## Directions
A) List every username that appears in the forum thread, in the order they occur.
B) From the forum thread, extract the passage that opens with the words containing "Malvinaa81 · 24/08/2019" and closes with "personally difficult situation.".

## Text
========================================================================
Is he a ‘no win, no fee’? I only ask because it may say in his terms and conditions that even if you use another solicitor he can still take a fee (I don’t know if they do this, but I would check)

Namechangeforthiscancershit · 24/08/2019 17:59

If it's a big firm then the file could move to someone better, otherwise just disinstruct him and find someone better.

Is he actually a solicitor out of interest?

fia101 · 24/08/2019 18:01

How many years qualified is he? Is he partner or associate?

Wildorchidz · 24/08/2019 18:06

Will you be liable for the legal costs of the other party if you lose the case? ‘No win, no fee’ only refers to the costs of your own legal advisers.

Malvinaa81 · 24/08/2019 18:34

I don't believe there is much point in complaining about a solicitor, there are some rude ones, and rather than prolong the unpleasantness, change solicitor.

There are rude solicitors despite what the "profession" likes to assert.

As to the fee for what has been done, well that might be a more concrete thing to dispute- "There were seven errors in the summary" so this is not worth £x, rather than "He was rude and horrible", true though that is.

Good luck with what must be a personally difficult situation.

TinchyP · 25/08/2019 20:53

Are you paying him on a time spent basis? If so he should be providing you with a breakdown of fees. Check the SRA website for guidance as to what he should be providing. If he refuses you can complain and then complain to the legal ombudsman, who will likely ask him to provide it.

The loss of earnings document is a bit more complicated - just because the output was one page doesn't mean it didn't take him a day to review and calculate this.

As PP said you need to be very clear as to what he is entitled to if you chose to change solicitor. If you need to change because he is useless though you can try and challenge this.
========================================================================
Natural-language object grounding data:
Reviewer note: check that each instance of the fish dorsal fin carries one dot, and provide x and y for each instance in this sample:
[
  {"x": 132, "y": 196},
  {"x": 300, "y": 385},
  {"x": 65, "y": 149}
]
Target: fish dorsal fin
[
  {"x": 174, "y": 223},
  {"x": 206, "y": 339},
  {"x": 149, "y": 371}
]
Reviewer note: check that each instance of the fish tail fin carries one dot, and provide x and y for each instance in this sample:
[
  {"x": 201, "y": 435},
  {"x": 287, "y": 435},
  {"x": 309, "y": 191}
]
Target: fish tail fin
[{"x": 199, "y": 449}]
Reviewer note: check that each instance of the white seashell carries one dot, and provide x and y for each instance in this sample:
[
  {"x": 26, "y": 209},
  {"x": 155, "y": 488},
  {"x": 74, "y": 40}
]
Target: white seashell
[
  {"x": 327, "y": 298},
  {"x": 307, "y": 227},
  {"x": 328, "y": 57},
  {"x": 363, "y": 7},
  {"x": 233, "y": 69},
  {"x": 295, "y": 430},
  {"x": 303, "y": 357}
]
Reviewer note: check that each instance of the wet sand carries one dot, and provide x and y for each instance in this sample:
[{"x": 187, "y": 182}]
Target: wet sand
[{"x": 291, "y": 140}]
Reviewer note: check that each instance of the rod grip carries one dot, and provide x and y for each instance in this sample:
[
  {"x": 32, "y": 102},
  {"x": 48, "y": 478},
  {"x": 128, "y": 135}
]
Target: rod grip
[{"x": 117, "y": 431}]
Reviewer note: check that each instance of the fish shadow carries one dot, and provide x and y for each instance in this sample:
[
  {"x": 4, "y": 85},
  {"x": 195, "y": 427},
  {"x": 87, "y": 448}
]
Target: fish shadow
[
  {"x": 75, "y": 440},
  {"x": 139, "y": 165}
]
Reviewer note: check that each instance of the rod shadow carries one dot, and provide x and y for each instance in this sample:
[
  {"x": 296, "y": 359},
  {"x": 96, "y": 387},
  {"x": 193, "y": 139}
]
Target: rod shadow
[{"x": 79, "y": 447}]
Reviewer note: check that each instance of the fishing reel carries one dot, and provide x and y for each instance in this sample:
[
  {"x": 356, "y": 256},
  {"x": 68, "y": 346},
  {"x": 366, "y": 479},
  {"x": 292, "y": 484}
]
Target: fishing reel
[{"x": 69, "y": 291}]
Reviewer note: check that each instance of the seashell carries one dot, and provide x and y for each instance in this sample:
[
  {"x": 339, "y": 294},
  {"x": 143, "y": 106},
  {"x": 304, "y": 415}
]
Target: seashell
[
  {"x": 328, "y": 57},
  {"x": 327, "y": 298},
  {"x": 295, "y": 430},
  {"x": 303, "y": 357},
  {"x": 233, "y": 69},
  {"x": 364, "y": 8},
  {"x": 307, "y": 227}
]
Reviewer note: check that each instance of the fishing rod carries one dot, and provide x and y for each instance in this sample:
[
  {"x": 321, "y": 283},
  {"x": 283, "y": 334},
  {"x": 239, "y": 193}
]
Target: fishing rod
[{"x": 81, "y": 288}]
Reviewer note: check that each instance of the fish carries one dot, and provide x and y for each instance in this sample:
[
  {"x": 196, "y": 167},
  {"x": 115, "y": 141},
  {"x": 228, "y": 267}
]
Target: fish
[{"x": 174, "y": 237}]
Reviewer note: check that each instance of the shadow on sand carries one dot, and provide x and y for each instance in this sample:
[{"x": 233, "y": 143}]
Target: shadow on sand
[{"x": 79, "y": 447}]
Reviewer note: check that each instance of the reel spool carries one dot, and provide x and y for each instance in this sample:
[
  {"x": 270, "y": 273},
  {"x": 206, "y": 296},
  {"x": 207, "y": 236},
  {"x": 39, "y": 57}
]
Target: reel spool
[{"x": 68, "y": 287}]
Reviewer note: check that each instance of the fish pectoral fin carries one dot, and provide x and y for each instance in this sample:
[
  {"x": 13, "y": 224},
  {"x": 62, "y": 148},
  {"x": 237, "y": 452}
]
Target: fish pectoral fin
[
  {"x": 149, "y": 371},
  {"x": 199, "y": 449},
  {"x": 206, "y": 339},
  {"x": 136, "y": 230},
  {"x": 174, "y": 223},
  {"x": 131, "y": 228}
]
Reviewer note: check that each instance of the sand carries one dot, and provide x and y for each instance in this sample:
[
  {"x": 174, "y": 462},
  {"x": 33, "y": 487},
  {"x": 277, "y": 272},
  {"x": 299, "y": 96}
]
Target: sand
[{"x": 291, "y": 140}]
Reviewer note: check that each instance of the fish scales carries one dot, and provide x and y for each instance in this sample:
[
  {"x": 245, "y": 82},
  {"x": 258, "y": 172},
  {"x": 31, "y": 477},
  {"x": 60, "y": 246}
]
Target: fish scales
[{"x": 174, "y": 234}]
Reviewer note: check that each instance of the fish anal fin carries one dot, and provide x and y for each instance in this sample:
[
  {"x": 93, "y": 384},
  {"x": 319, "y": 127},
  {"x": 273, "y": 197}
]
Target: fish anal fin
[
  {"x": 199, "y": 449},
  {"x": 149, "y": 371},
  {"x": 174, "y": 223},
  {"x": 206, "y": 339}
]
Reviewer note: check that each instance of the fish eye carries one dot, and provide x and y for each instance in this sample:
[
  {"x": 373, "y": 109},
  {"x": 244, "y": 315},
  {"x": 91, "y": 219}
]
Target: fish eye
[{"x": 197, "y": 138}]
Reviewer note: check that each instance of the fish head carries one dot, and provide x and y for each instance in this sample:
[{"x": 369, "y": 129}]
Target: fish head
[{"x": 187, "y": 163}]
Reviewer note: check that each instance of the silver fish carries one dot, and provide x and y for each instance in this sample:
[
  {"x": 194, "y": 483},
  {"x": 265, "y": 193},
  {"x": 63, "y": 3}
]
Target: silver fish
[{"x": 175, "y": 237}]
========================================================================
## Exercise responses
A) Namechangeforthiscancershit, fia101, Wildorchidz, Malvinaa81, TinchyP

B)
Malvinaa81 · 24/08/2019 18:34

I don't believe there is much point in complaining about a solicitor, there are some rude ones, and rather than prolong the unpleasantness, change solicitor.

There are rude solicitors despite what the "profession" likes to assert.

As to the fee for what has been done, well that might be a more concrete thing to dispute- "There were seven errors in the summary" so this is not worth £x, rather than "He was rude and horrible", true though that is.

Good luck with what must be a personally difficult situation.